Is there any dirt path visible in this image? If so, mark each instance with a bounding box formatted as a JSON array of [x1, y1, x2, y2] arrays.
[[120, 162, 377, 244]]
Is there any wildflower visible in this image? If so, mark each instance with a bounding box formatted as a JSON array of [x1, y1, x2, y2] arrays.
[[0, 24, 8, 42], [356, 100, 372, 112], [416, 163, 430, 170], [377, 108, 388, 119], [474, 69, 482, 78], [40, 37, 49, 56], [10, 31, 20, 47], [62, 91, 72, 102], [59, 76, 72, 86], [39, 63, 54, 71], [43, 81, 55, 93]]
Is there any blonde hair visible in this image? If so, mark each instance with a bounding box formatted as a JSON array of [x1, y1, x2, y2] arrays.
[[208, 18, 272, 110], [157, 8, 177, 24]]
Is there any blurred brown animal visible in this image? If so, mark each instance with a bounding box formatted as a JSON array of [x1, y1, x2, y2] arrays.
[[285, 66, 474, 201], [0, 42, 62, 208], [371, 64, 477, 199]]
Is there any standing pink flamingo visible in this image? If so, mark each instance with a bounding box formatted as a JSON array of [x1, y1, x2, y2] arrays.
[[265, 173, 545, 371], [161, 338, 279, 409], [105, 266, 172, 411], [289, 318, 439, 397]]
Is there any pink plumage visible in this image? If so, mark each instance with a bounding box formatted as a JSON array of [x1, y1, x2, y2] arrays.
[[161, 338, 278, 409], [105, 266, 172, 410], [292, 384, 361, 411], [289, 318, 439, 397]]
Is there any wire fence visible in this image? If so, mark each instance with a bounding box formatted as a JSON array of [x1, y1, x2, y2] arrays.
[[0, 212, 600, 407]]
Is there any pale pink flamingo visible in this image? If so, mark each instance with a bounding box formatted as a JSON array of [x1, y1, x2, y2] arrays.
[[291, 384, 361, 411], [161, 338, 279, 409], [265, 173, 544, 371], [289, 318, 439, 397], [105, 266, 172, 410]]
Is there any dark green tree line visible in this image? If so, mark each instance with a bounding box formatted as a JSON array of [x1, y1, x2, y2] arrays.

### Task brief
Exactly as written, please output every entry.

### Result for this exercise
Is there any dirt path visible in this image? If so, mark each instance with a bounding box formatted as a JSON array of [x1, y1, x2, y2] arrays.
[[120, 162, 377, 244]]
Is there any wildflower visible in this image? If so, mark each instance with a bounding box formatted as a JSON array of [x1, y1, x2, y2] arrays.
[[0, 24, 8, 42], [356, 100, 372, 112], [416, 163, 430, 170], [377, 108, 388, 119], [474, 69, 482, 78], [40, 37, 49, 56], [10, 31, 20, 47], [62, 91, 72, 102], [59, 76, 72, 86], [39, 63, 54, 71], [43, 81, 55, 93]]
Is there any blonde hair visible in this image? If so, mark each instance with a bounding box formatted as a JSON array of [x1, y1, x2, y2] arrays.
[[208, 18, 272, 110], [157, 8, 177, 24]]
Is there any blurred brown animal visible in this image? If so, mark each instance with a bounding box formatted as a JSON array of [x1, y1, x2, y2] arrays.
[[285, 66, 474, 201], [0, 42, 62, 208], [371, 64, 477, 199]]
Is there any standing pink flamingo visible in this image? If so, mark each instance with a bounding box formatted as a JSON array of [x1, y1, x2, y2] arrays.
[[265, 173, 545, 371], [161, 338, 279, 409], [105, 266, 172, 411], [289, 318, 439, 397]]
Is there any pink plumage visible in this image? If so, mark each instance with a bounding box formatted as a JSON array of [x1, y1, x2, y2] arrays.
[[161, 338, 278, 409], [105, 266, 172, 410], [292, 384, 361, 411], [289, 318, 439, 397]]
Is there any wire fence visible in this image? If so, mark each instance with a bounding box formatted as a JSON array of [x1, y1, x2, y2] arrays.
[[0, 212, 600, 407]]
Is there any pale pink flamingo visible in this image? If so, mark each instance with a bounding box formatted as a JSON array of [x1, y1, x2, y2] arrays.
[[291, 384, 361, 411], [161, 338, 279, 409], [265, 173, 544, 371], [289, 318, 439, 397], [105, 266, 172, 410]]
Is there any dark green tree line visible in this image? If so, mark each instance with a bounding box formatted as a JSON array of [x1, y1, x2, y2] arrays.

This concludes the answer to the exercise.